Goal: Copy these records below word for word, every line as it stands.
━━━━━━
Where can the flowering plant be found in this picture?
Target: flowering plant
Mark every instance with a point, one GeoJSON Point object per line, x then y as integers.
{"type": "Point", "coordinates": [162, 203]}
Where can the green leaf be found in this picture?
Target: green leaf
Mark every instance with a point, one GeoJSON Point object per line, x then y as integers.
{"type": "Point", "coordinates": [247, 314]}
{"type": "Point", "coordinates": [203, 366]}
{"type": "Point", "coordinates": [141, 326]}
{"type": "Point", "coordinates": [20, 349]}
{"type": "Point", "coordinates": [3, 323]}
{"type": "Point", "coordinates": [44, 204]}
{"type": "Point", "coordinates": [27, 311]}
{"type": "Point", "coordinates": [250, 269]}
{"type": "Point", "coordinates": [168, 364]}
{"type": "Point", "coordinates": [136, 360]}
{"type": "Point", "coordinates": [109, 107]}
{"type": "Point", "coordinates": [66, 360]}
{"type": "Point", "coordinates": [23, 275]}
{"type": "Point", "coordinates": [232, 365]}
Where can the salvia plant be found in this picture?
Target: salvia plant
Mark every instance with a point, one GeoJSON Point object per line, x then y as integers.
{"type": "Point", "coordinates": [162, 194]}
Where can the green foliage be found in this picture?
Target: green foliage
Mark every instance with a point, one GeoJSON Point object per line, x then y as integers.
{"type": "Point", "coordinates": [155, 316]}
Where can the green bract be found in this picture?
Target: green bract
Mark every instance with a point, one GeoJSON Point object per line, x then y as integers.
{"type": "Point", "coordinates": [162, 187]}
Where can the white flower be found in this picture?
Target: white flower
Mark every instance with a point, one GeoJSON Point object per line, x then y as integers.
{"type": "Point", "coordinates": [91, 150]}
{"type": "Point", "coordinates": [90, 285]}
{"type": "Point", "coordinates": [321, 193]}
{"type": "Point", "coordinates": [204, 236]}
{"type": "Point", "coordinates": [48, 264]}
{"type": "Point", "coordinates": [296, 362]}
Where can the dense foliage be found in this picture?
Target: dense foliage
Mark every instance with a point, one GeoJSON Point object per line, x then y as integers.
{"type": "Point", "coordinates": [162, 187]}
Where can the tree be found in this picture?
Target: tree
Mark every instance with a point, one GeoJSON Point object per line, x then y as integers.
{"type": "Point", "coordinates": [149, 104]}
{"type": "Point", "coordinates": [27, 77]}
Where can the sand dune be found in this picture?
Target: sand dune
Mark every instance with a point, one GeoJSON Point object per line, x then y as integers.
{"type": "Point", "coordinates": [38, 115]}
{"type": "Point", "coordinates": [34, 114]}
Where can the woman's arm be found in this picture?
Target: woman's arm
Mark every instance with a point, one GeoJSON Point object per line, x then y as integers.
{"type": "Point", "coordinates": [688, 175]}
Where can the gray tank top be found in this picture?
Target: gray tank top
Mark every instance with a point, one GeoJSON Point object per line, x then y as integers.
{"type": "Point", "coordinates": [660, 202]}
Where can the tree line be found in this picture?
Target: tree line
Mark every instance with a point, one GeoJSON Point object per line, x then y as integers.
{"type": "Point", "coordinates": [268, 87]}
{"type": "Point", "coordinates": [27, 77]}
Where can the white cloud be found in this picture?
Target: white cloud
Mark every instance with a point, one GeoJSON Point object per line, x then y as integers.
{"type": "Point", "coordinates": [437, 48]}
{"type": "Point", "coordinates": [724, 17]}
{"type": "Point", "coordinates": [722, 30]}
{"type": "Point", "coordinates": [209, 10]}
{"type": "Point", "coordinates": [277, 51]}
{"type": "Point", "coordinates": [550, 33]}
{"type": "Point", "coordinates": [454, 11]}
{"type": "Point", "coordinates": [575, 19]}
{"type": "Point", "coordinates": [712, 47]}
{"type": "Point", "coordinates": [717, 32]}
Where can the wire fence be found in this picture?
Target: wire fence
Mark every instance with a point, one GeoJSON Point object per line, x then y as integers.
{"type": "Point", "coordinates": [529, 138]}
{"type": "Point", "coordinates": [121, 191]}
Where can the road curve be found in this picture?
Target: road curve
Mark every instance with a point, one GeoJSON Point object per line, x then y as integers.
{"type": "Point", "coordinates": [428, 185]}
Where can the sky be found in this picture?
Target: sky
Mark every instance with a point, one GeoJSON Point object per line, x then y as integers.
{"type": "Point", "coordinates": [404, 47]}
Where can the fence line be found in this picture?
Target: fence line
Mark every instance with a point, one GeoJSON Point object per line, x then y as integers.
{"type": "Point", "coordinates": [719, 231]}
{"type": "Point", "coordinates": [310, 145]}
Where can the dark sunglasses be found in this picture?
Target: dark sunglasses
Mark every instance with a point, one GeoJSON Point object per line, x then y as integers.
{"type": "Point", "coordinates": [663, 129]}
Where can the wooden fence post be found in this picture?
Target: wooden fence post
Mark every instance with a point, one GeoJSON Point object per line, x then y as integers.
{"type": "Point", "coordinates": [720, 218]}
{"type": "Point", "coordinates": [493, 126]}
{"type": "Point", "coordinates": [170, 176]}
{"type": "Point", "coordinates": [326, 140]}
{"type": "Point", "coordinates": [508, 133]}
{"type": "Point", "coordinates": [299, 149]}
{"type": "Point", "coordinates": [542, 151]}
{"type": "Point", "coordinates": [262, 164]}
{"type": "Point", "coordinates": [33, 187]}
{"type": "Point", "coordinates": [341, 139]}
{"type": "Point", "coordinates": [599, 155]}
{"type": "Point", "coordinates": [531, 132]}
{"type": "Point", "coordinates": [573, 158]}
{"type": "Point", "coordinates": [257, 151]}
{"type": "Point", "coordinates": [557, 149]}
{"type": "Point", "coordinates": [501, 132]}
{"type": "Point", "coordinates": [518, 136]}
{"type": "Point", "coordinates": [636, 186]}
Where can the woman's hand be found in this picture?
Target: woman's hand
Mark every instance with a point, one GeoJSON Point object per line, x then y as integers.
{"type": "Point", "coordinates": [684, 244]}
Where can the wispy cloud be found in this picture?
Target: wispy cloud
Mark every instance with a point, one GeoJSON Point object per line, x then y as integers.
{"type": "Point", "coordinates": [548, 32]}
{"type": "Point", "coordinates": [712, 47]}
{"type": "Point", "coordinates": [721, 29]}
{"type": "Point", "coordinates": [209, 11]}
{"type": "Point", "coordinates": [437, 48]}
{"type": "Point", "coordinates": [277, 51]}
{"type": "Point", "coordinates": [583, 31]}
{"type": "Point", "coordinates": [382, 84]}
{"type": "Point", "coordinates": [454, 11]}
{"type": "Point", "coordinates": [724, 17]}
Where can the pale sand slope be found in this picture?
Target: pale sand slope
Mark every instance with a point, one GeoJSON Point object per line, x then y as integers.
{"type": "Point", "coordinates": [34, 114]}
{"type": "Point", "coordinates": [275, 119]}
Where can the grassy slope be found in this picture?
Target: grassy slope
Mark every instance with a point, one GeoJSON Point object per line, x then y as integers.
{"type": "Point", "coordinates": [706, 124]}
━━━━━━
Written response:
Where can the flowering plant be found in this picture?
Target: flowering plant
Mark every instance with a point, one GeoJSON Point object per line, x then y as integers.
{"type": "Point", "coordinates": [162, 203]}
Where can the green leaf be found in this picture?
Target: green leaf
Mark every instance with a point, one GeoJSON Point object per line, x then y as integers.
{"type": "Point", "coordinates": [247, 314]}
{"type": "Point", "coordinates": [203, 366]}
{"type": "Point", "coordinates": [141, 326]}
{"type": "Point", "coordinates": [20, 349]}
{"type": "Point", "coordinates": [3, 323]}
{"type": "Point", "coordinates": [44, 204]}
{"type": "Point", "coordinates": [27, 311]}
{"type": "Point", "coordinates": [250, 269]}
{"type": "Point", "coordinates": [168, 364]}
{"type": "Point", "coordinates": [136, 360]}
{"type": "Point", "coordinates": [109, 107]}
{"type": "Point", "coordinates": [66, 360]}
{"type": "Point", "coordinates": [23, 275]}
{"type": "Point", "coordinates": [232, 365]}
Where can the salvia plant be found in this picture?
Target: salvia plant
Mark every instance with a point, one GeoJSON Point object per line, x then y as integers.
{"type": "Point", "coordinates": [162, 194]}
Where can the green foliage be found in this picture?
Target: green foliage
Mark every instance with a point, one GeoJSON Point object per line, x then y as integers.
{"type": "Point", "coordinates": [155, 316]}
Where can the green bract be found in this picture?
Target: green bract
Mark every instance with a point, one GeoJSON Point object per line, x then y as integers.
{"type": "Point", "coordinates": [162, 187]}
Where can the white flower be found in this picture?
Target: white flower
Mark every instance with a point, one GeoJSON Point object per line, x then y as integers.
{"type": "Point", "coordinates": [91, 150]}
{"type": "Point", "coordinates": [90, 285]}
{"type": "Point", "coordinates": [321, 193]}
{"type": "Point", "coordinates": [204, 236]}
{"type": "Point", "coordinates": [48, 264]}
{"type": "Point", "coordinates": [296, 362]}
Where can the dense foliage be found in this picture?
Target: dense foliage
Mark every instance with a point, one GeoJSON Point object per line, x then y as integers.
{"type": "Point", "coordinates": [162, 187]}
Where can the tree be found in this picture?
Target: tree
Mark every instance with a point, one GeoJSON Point object per line, x then y as integers.
{"type": "Point", "coordinates": [149, 104]}
{"type": "Point", "coordinates": [27, 77]}
Where can the sand dune be found in this picture?
Target: sand dune
Mark every instance with a point, one GeoJSON Point object per line, x then y as integers.
{"type": "Point", "coordinates": [38, 115]}
{"type": "Point", "coordinates": [34, 114]}
Where can the woman's arm be found in this picture?
Target: woman's arm
Mark every instance with a point, one GeoJSON Point object per line, x then y as integers.
{"type": "Point", "coordinates": [688, 175]}
Where can the gray tank top be found in this picture?
Target: gray tank top
Mark every instance with a point, one GeoJSON Point object per line, x then y as integers.
{"type": "Point", "coordinates": [660, 202]}
Where can the tree line be found in this picture?
Target: tree line
Mark every instance with a point, one GeoJSON Point object per line, x then y as integers.
{"type": "Point", "coordinates": [268, 87]}
{"type": "Point", "coordinates": [27, 77]}
Where can the white cloud be found in this picture?
Target: white cloud
Mark every instance with a point, one GeoJSON Point object per line, x then y as integers.
{"type": "Point", "coordinates": [437, 48]}
{"type": "Point", "coordinates": [724, 17]}
{"type": "Point", "coordinates": [722, 30]}
{"type": "Point", "coordinates": [209, 10]}
{"type": "Point", "coordinates": [277, 51]}
{"type": "Point", "coordinates": [550, 33]}
{"type": "Point", "coordinates": [454, 11]}
{"type": "Point", "coordinates": [575, 19]}
{"type": "Point", "coordinates": [712, 47]}
{"type": "Point", "coordinates": [717, 32]}
Where can the wire fence be found in this picture?
Target: wire fence
Mark every instance with a point, one GeoJSON Point object per line, x then y as integers.
{"type": "Point", "coordinates": [529, 138]}
{"type": "Point", "coordinates": [121, 191]}
Where can the road curve be found in this picture?
Target: road curve
Mark every instance with a point, one GeoJSON Point object per line, x then y as integers.
{"type": "Point", "coordinates": [428, 185]}
Where can the sky be found in this picture?
Target: sky
Mark every instance with a point, one GeoJSON Point object per line, x then y as integers.
{"type": "Point", "coordinates": [404, 47]}
Where can the fence line be found in this picture?
Target: fence line
Mark every instance with a point, one GeoJSON Point object per line, x then y as integers.
{"type": "Point", "coordinates": [719, 231]}
{"type": "Point", "coordinates": [310, 145]}
Where can the dark sunglasses be found in this picture?
Target: dark sunglasses
Mark every instance with a point, one GeoJSON Point object per line, x then y as integers.
{"type": "Point", "coordinates": [663, 129]}
Where can the wooden fence post be found in this picture?
Target: wooden fence post
Mark every instance with a point, one GeoJSON Point object per line, x then y as integers.
{"type": "Point", "coordinates": [720, 218]}
{"type": "Point", "coordinates": [493, 126]}
{"type": "Point", "coordinates": [170, 176]}
{"type": "Point", "coordinates": [326, 140]}
{"type": "Point", "coordinates": [508, 133]}
{"type": "Point", "coordinates": [299, 149]}
{"type": "Point", "coordinates": [542, 151]}
{"type": "Point", "coordinates": [262, 164]}
{"type": "Point", "coordinates": [33, 187]}
{"type": "Point", "coordinates": [341, 139]}
{"type": "Point", "coordinates": [599, 155]}
{"type": "Point", "coordinates": [531, 132]}
{"type": "Point", "coordinates": [573, 158]}
{"type": "Point", "coordinates": [257, 151]}
{"type": "Point", "coordinates": [557, 149]}
{"type": "Point", "coordinates": [501, 132]}
{"type": "Point", "coordinates": [518, 136]}
{"type": "Point", "coordinates": [636, 186]}
Where can the woman's hand be found in this picture?
Target: woman's hand
Mark every instance with a point, one GeoJSON Point object per line, x then y as integers.
{"type": "Point", "coordinates": [684, 244]}
Where can the wispy cloud be found in this picture?
Target: wispy cloud
Mark every instance with a point, one GeoJSON Point object per line, x then y as integers.
{"type": "Point", "coordinates": [548, 32]}
{"type": "Point", "coordinates": [712, 47]}
{"type": "Point", "coordinates": [721, 29]}
{"type": "Point", "coordinates": [209, 11]}
{"type": "Point", "coordinates": [437, 48]}
{"type": "Point", "coordinates": [277, 51]}
{"type": "Point", "coordinates": [583, 31]}
{"type": "Point", "coordinates": [382, 84]}
{"type": "Point", "coordinates": [454, 11]}
{"type": "Point", "coordinates": [724, 17]}
Where can the pale sand slope be found in this picture?
Target: pale sand slope
Mark every instance with a point, one GeoJSON Point object per line, x then y as integers.
{"type": "Point", "coordinates": [34, 114]}
{"type": "Point", "coordinates": [275, 119]}
Where can the grassy slope be found in this picture?
Target: grassy slope
Mark every instance with a point, one GeoJSON Point object per line, x then y as integers.
{"type": "Point", "coordinates": [706, 124]}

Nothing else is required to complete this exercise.